■ Text passage ■
The continuing shortage of infant formula has focused the attention of policymakers and the public on the high level of concentration in America’s infant formula market. Depending on the data source, either three or four infant formula manufacturers control 90 percent of the U.S. market. This market concentration is now a focus of a Federal Trade Commission (FTC) inquiry.
One issue before the FTC and ultimately before Congress is whether the Special Supplemental Nutrition Program for Women, Infants, and Children (WIC) — a federally funded, state-administered program that provides nutritious foods each month to more than 6 million lower-income pregnant and postpartum women, infants and children under age 5 — has helped to foster market concentration.

■ Tasks for this exercise ■
1. Return the part of the infant formula passage that starts at the words "The continuing shortage" and stops after the words "foster market concentration.", copied without any change.
2. According to the infant formula passage, how many people does WIC provide nutritious foods to each month?
Rely only on the infant formula passage when working through the items.

■ Provided records ■
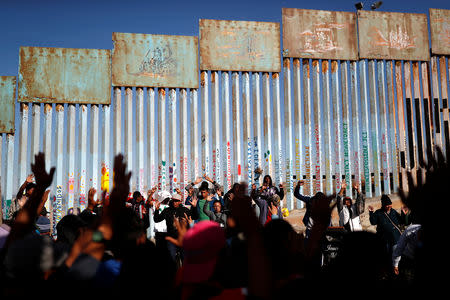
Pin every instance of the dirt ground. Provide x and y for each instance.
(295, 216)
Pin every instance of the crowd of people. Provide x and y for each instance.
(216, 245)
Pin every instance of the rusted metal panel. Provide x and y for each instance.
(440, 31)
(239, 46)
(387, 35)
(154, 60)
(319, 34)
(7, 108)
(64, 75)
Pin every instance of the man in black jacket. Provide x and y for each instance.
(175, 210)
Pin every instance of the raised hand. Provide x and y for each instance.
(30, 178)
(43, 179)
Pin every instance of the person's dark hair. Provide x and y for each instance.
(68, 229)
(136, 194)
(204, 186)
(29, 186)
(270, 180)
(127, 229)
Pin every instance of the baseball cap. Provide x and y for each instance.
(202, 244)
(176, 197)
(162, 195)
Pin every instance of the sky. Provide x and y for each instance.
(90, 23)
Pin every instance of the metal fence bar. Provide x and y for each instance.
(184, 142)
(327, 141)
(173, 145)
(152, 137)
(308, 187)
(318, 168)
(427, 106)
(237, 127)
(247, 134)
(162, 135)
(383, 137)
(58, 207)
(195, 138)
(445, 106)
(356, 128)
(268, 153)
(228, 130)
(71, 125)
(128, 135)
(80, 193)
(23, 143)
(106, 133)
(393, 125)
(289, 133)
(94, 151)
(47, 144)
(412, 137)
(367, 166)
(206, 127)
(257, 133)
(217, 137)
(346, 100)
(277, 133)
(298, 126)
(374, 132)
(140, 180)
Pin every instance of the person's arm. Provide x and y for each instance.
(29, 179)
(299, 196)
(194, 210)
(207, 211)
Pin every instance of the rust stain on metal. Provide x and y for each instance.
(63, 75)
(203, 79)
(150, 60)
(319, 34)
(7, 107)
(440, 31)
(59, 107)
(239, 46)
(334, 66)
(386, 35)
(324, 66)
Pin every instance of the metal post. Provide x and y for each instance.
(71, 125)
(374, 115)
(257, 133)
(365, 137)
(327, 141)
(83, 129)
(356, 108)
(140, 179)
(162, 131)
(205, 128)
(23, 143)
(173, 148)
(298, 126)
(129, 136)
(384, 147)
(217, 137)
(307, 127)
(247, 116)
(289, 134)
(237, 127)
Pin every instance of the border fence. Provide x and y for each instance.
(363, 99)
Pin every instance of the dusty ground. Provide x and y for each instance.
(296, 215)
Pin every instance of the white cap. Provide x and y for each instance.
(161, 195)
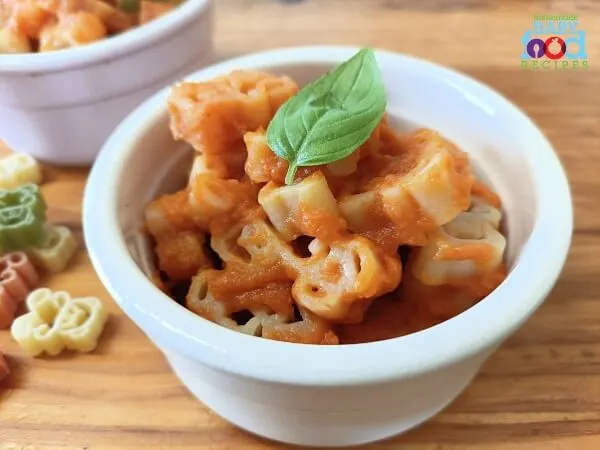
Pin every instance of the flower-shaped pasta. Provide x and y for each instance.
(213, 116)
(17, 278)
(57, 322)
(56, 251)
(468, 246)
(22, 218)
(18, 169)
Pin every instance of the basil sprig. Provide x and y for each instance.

■ Answers to each task ■
1.
The continuing shortage of infant formula has focused the attention of policymakers and the public on the high level of concentration in America’s infant formula market. Depending on the data source, either three or four infant formula manufacturers control 90 percent of the U.S. market. This market concentration is now a focus of a Federal Trade Commission (FTC) inquiry.
One issue before the FTC and ultimately before Congress is whether the Special Supplemental Nutrition Program for Women, Infants, and Children (WIC) — a federally funded, state-administered program that provides nutritious foods each month to more than 6 million lower-income pregnant and postpartum women, infants and children under age 5 — has helped to foster market concentration.

2. More than 6 million lower-income pregnant and postpartum women, infants and children under age 5.